*Point annotation entries*
==========

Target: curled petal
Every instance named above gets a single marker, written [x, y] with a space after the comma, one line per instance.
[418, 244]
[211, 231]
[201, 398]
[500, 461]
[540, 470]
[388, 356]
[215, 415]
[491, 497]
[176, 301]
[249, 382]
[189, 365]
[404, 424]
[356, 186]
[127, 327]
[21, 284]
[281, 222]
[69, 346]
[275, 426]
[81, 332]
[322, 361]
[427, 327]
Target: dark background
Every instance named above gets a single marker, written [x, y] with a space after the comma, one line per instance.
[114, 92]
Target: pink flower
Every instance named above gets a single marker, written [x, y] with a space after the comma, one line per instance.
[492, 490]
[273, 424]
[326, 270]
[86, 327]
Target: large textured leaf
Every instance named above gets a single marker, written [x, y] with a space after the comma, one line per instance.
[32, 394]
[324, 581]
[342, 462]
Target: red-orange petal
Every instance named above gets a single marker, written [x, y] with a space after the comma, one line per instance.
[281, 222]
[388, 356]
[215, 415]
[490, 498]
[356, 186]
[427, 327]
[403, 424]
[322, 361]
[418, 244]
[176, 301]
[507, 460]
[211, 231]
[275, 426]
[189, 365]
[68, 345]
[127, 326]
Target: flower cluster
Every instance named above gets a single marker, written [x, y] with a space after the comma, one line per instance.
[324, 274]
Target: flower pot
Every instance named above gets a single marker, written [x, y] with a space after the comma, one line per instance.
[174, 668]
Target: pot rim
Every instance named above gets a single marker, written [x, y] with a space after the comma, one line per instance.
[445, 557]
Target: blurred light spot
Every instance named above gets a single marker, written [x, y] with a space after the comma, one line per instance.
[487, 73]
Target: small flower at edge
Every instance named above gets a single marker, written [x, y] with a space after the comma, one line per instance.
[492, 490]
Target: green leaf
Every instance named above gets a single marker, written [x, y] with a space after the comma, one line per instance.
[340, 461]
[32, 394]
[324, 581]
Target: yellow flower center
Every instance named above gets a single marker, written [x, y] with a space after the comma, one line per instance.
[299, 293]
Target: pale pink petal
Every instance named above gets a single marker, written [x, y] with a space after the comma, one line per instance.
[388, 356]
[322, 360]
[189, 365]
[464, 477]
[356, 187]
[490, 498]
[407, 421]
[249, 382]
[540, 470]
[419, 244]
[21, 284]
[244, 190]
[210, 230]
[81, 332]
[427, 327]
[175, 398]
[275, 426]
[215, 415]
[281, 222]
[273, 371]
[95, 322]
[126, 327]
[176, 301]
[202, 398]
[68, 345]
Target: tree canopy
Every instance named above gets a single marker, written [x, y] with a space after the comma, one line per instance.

==========

*DESCRIPTION OF THE TASK*
Reproduce all of the entries above verbatim, leaving every line unchanged.

*FULL SOLUTION*
Target: curled petal
Every instance named above gets a single marker, written [x, y] with a space after the comma, one line per instance.
[418, 244]
[211, 231]
[201, 398]
[500, 461]
[540, 470]
[388, 356]
[215, 415]
[491, 497]
[176, 301]
[249, 382]
[189, 365]
[404, 424]
[356, 186]
[127, 327]
[21, 284]
[281, 222]
[69, 346]
[275, 426]
[81, 332]
[322, 361]
[427, 327]
Target: dark background
Every instance named above gets a single marker, written [x, y] with a space after the comma, one line per instance.
[114, 92]
Target: pink flower
Every instance named above gets a single marker, written [x, y] with a space after the comma, one line per instance.
[492, 490]
[273, 424]
[326, 270]
[86, 327]
Target: large textured leaf
Every instance named above gets a single marker, written [x, y] with a space after the comma, one line per instance.
[32, 394]
[324, 581]
[342, 462]
Target: red-orange petal
Every instance named above gets a single marker, written [x, y] with a space after the comma, one line per instance.
[281, 222]
[388, 356]
[215, 415]
[490, 498]
[356, 186]
[427, 327]
[403, 424]
[322, 361]
[418, 244]
[176, 301]
[507, 460]
[211, 231]
[275, 426]
[189, 365]
[68, 345]
[127, 326]
Target: flower cluster
Every instance named above gets a single marker, written [x, y] with a space after the comma, one line per instance.
[324, 274]
Target: flower pot
Every instance named above gets a single marker, written [x, y] with a space after the comma, one line per instance.
[174, 668]
Target: pot rim
Every instance named above gets a single marker, written [x, y] with a space after the comma, one line per instance.
[445, 557]
Target: blurred light spot
Every instance named above gets a single marker, written [x, y] with a space after the comma, one line per instance.
[487, 73]
Target: small flower at edge
Every instance named above gets a single marker, written [x, y] with a space after the comma, one line per instance.
[492, 490]
Target: green leaf
Every instance named above gets a single marker, written [x, y] with a space after the comma, one line per instance.
[340, 461]
[32, 394]
[324, 581]
Target: yellow flower center
Every instance named above gets a single marker, written [x, y] with a space after the comma, one line per instance.
[299, 293]
Target: pale pink petal
Every instance named above gets a single marker, written [x, y] with a space after the comma, one line per instance.
[388, 356]
[322, 360]
[189, 365]
[464, 477]
[356, 187]
[490, 498]
[407, 421]
[249, 382]
[540, 470]
[419, 244]
[21, 284]
[244, 190]
[210, 230]
[81, 332]
[427, 327]
[175, 398]
[275, 426]
[215, 415]
[281, 222]
[273, 371]
[95, 322]
[126, 327]
[176, 301]
[202, 398]
[68, 345]
Target: tree canopy
Every instance named above gets a single marker, written [x, y] with a space after the comma, one line per instance.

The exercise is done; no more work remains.